►
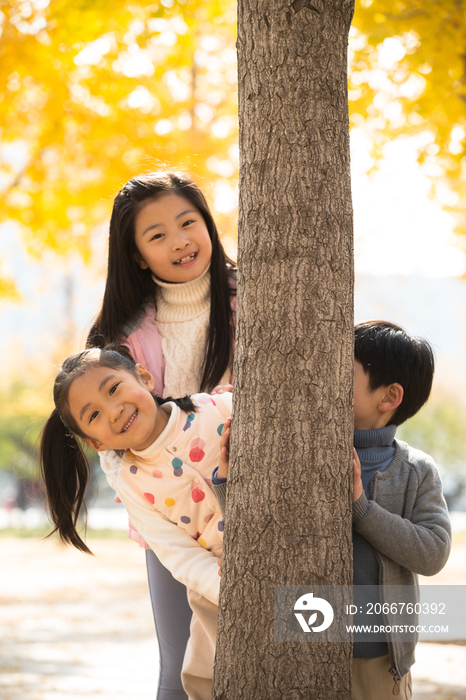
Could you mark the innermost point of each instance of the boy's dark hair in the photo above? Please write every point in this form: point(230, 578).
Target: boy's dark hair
point(129, 288)
point(390, 355)
point(63, 465)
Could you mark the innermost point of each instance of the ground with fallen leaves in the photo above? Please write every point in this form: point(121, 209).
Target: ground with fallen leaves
point(73, 625)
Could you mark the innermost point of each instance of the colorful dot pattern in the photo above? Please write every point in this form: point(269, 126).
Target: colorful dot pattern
point(177, 485)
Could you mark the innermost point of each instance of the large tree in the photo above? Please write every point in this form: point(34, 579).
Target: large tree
point(288, 513)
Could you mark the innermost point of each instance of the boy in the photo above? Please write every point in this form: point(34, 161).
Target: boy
point(401, 526)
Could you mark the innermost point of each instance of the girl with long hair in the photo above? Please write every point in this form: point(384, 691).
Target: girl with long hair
point(105, 400)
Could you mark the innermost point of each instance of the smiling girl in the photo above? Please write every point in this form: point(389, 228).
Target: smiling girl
point(104, 398)
point(170, 298)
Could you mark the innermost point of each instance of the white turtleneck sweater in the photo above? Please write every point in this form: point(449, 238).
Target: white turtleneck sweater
point(183, 312)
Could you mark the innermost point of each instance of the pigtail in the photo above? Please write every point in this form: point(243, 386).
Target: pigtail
point(65, 473)
point(186, 404)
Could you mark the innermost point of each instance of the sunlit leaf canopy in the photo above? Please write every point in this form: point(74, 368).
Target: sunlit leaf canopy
point(408, 77)
point(95, 93)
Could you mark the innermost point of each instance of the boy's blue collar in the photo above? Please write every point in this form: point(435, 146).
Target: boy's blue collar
point(375, 438)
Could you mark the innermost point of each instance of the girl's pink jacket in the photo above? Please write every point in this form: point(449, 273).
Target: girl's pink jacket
point(145, 345)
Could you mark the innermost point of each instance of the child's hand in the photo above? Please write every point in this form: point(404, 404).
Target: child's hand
point(221, 388)
point(222, 471)
point(357, 481)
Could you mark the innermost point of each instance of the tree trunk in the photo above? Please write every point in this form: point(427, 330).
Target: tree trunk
point(288, 518)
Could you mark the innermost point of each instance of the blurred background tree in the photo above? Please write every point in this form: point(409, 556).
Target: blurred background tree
point(408, 78)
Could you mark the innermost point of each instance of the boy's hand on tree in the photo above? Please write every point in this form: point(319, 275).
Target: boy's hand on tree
point(221, 388)
point(222, 471)
point(357, 481)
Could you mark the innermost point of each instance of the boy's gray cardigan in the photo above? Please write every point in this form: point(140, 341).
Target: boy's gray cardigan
point(406, 521)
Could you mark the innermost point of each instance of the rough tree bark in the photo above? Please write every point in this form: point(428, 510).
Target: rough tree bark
point(288, 518)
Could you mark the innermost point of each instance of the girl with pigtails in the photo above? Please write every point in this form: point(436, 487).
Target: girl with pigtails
point(170, 299)
point(167, 451)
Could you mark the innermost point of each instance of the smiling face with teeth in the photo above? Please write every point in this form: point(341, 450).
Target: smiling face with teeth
point(172, 239)
point(115, 409)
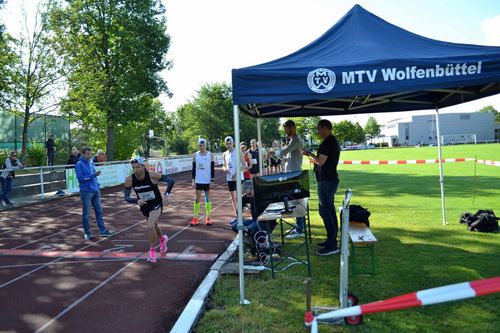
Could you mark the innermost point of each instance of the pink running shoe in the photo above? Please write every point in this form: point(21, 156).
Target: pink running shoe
point(163, 244)
point(152, 255)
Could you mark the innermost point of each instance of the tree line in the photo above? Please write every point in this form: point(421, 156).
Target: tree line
point(99, 63)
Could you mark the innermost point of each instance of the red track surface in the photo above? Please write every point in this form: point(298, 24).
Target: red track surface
point(52, 280)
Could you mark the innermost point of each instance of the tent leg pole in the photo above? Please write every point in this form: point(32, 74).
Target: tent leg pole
point(259, 138)
point(236, 118)
point(441, 179)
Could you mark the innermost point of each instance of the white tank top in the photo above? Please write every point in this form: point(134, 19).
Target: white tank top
point(202, 168)
point(230, 160)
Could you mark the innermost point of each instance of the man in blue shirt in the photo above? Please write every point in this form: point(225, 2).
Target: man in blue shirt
point(90, 193)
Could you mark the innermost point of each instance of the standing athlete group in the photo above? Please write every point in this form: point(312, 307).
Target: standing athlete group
point(150, 200)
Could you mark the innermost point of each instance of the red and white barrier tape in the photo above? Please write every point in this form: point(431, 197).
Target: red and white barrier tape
point(445, 160)
point(443, 294)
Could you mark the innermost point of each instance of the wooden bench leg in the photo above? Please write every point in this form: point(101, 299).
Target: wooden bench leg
point(355, 265)
point(372, 250)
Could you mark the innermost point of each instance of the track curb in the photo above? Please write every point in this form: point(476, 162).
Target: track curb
point(196, 304)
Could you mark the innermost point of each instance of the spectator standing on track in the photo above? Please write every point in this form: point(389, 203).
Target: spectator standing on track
point(7, 176)
point(135, 153)
point(291, 156)
point(254, 153)
point(90, 193)
point(100, 157)
point(325, 169)
point(248, 161)
point(150, 201)
point(50, 145)
point(229, 166)
point(73, 157)
point(203, 174)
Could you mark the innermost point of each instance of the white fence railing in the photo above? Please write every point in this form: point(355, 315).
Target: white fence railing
point(112, 173)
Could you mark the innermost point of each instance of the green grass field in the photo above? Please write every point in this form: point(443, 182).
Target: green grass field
point(414, 250)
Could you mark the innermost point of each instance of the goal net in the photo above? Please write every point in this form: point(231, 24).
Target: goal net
point(458, 139)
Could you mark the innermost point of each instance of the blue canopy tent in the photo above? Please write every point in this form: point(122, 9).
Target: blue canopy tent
point(364, 64)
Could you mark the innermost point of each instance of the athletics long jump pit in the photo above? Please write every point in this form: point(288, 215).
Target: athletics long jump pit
point(53, 280)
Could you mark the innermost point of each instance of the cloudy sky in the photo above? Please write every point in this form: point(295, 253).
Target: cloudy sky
point(209, 38)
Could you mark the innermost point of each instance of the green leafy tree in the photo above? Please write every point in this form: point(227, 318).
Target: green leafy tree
point(372, 128)
point(344, 131)
point(490, 108)
point(210, 115)
point(36, 74)
point(7, 61)
point(114, 51)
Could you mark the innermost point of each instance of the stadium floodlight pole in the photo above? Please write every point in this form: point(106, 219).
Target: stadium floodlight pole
point(239, 200)
point(441, 179)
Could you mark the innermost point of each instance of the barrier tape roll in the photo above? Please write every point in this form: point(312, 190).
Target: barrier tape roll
point(437, 295)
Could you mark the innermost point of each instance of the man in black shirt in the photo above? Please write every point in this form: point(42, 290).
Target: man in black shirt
point(325, 169)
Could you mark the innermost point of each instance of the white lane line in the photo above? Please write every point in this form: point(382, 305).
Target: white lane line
point(81, 299)
point(93, 243)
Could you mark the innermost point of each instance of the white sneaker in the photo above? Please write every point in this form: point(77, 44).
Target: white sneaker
point(294, 234)
point(166, 199)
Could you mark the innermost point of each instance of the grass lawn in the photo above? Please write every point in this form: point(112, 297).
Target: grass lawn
point(414, 250)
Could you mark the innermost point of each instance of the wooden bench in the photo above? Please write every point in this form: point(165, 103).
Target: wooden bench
point(361, 237)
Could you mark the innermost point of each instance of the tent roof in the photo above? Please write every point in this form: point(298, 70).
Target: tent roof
point(364, 64)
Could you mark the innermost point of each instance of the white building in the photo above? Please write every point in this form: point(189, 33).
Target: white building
point(413, 130)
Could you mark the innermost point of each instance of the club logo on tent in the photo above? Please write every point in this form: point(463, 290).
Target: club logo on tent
point(321, 80)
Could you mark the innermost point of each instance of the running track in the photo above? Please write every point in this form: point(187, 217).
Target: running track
point(52, 280)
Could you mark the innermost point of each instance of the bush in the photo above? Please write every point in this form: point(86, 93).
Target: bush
point(36, 153)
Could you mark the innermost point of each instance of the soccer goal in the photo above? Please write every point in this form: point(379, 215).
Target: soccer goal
point(458, 139)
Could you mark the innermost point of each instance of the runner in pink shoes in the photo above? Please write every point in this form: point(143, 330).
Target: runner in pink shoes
point(150, 201)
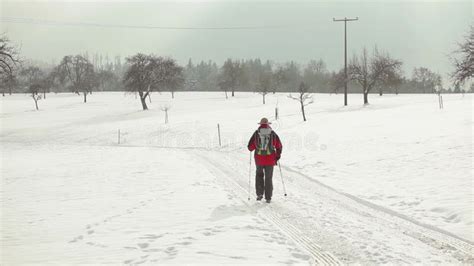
◄
Starting at the beginning of the material and ending with the line that contains "point(401, 526)", recast those lines as a Markdown table with the columns Row and Material line. Leave out blank lines and pictures.

| Row | Material line |
|---|---|
| 1 | Could you mark the innermost point of each instance of the boy's dark hair in the photo above? Please write every point in this form: point(230, 578). |
| 2 | Target: boy's dark hair |
| 3 | point(129, 288) |
| 4 | point(390, 355) |
| 5 | point(63, 465) |
| 6 | Could you mark the innermost point of each instance of the ground with fallen leaves in the photo above? Please write every point in this form: point(121, 209). |
| 7 | Target: ground with fallen leaves |
| 8 | point(73, 625) |
| 9 | Could you mark the innermost point of each instance of the colorful dot pattern in the photo above? Please write every point in this form: point(269, 126). |
| 10 | Target: colorful dot pattern |
| 11 | point(177, 485) |
| 12 | Could you mark the innermost point of each instance of the large tree in the photo above? Please write every point in this form: point(34, 579). |
| 13 | Target: large tree |
| 14 | point(288, 513) |
| 15 | Could you mark the innermost point of each instance of the boy in the photo above? Please write every point in this form: point(34, 161). |
| 16 | Target: boy |
| 17 | point(401, 526) |